- _EXERCISE PROMPT_
Reproduce every entry exactly.

- _PROVIDED ENTRIES_

▬▬▬

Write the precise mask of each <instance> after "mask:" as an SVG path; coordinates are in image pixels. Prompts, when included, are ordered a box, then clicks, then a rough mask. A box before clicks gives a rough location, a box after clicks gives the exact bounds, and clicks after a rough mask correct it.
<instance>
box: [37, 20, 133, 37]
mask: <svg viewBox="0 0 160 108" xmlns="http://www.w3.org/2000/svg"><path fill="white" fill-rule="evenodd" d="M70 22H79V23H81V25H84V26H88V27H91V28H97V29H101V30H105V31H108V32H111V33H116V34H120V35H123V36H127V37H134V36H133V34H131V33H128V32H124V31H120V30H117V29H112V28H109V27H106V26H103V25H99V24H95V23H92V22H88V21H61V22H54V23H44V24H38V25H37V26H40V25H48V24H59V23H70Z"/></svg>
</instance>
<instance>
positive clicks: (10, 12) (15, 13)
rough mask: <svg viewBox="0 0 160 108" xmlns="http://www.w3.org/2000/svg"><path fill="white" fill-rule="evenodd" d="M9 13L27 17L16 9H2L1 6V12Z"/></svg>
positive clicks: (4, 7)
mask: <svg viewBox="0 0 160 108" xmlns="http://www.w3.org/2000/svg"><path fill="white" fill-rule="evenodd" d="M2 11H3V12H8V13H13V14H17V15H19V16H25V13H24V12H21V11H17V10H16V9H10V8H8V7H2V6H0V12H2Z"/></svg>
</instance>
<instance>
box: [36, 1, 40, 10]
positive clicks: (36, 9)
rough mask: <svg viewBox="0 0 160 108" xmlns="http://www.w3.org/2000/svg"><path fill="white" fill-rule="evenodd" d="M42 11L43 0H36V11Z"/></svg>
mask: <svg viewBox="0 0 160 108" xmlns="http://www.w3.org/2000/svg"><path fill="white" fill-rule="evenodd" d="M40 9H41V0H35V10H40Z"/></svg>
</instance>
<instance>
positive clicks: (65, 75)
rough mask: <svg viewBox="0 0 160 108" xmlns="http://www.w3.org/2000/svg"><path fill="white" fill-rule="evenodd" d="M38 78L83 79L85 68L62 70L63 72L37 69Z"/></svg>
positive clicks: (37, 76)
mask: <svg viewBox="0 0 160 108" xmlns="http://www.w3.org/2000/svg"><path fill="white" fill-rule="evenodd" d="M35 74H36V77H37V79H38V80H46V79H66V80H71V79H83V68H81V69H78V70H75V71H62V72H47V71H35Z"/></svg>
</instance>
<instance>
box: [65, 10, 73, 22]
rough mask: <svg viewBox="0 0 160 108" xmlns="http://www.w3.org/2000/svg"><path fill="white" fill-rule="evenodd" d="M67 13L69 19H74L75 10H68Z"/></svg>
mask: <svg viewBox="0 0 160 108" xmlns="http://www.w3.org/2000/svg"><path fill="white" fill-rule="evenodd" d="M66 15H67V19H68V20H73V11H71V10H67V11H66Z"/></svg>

▬▬▬

- _ANSWER SPACE_
Write the precise mask of each <instance> after "mask:" as an SVG path; coordinates are in image pixels. Prompts, when included, are ordered a box, then clicks, then a rough mask. A box before clicks gives a rough location, a box after clicks gives the exact bounds, and clicks after a rough mask correct it.
<instance>
box: [37, 20, 133, 37]
mask: <svg viewBox="0 0 160 108" xmlns="http://www.w3.org/2000/svg"><path fill="white" fill-rule="evenodd" d="M70 22H79V23H81V25H84V26H88V27H91V28H97V29H101V30H105V31H108V32H111V33H116V34H120V35H123V36H127V37H134V36H133V34H131V33H128V32H124V31H120V30H117V29H112V28H109V27H106V26H103V25H99V24H95V23H92V22H88V21H61V22H54V23H44V24H38V25H37V26H40V25H48V24H59V23H70Z"/></svg>
</instance>
<instance>
positive clicks: (10, 12) (15, 13)
rough mask: <svg viewBox="0 0 160 108" xmlns="http://www.w3.org/2000/svg"><path fill="white" fill-rule="evenodd" d="M9 13L27 17L16 9H2L1 6V12Z"/></svg>
positive clicks: (4, 7)
mask: <svg viewBox="0 0 160 108" xmlns="http://www.w3.org/2000/svg"><path fill="white" fill-rule="evenodd" d="M2 11H3V12H8V13H13V14H17V15H19V16H25V13H24V12H21V11H17V10H16V9H10V8H8V7H2V6H0V12H2Z"/></svg>
</instance>
<instance>
box: [36, 1, 40, 10]
positive clicks: (36, 9)
rough mask: <svg viewBox="0 0 160 108" xmlns="http://www.w3.org/2000/svg"><path fill="white" fill-rule="evenodd" d="M42 11L43 0H36V11Z"/></svg>
mask: <svg viewBox="0 0 160 108" xmlns="http://www.w3.org/2000/svg"><path fill="white" fill-rule="evenodd" d="M40 9H41V0H35V10H40Z"/></svg>
</instance>
<instance>
positive clicks: (65, 75)
rough mask: <svg viewBox="0 0 160 108" xmlns="http://www.w3.org/2000/svg"><path fill="white" fill-rule="evenodd" d="M38 78L83 79L85 68L62 70L63 72L37 69Z"/></svg>
positive clicks: (37, 76)
mask: <svg viewBox="0 0 160 108" xmlns="http://www.w3.org/2000/svg"><path fill="white" fill-rule="evenodd" d="M35 74H36V77H37V79H38V80H46V79H66V80H71V79H83V68H81V69H78V70H75V71H62V72H47V71H35Z"/></svg>
</instance>
<instance>
box: [65, 10, 73, 22]
rough mask: <svg viewBox="0 0 160 108" xmlns="http://www.w3.org/2000/svg"><path fill="white" fill-rule="evenodd" d="M67 13L69 19H74L75 10H68Z"/></svg>
mask: <svg viewBox="0 0 160 108" xmlns="http://www.w3.org/2000/svg"><path fill="white" fill-rule="evenodd" d="M66 15H67V19H68V20H73V11H71V10H67V11H66Z"/></svg>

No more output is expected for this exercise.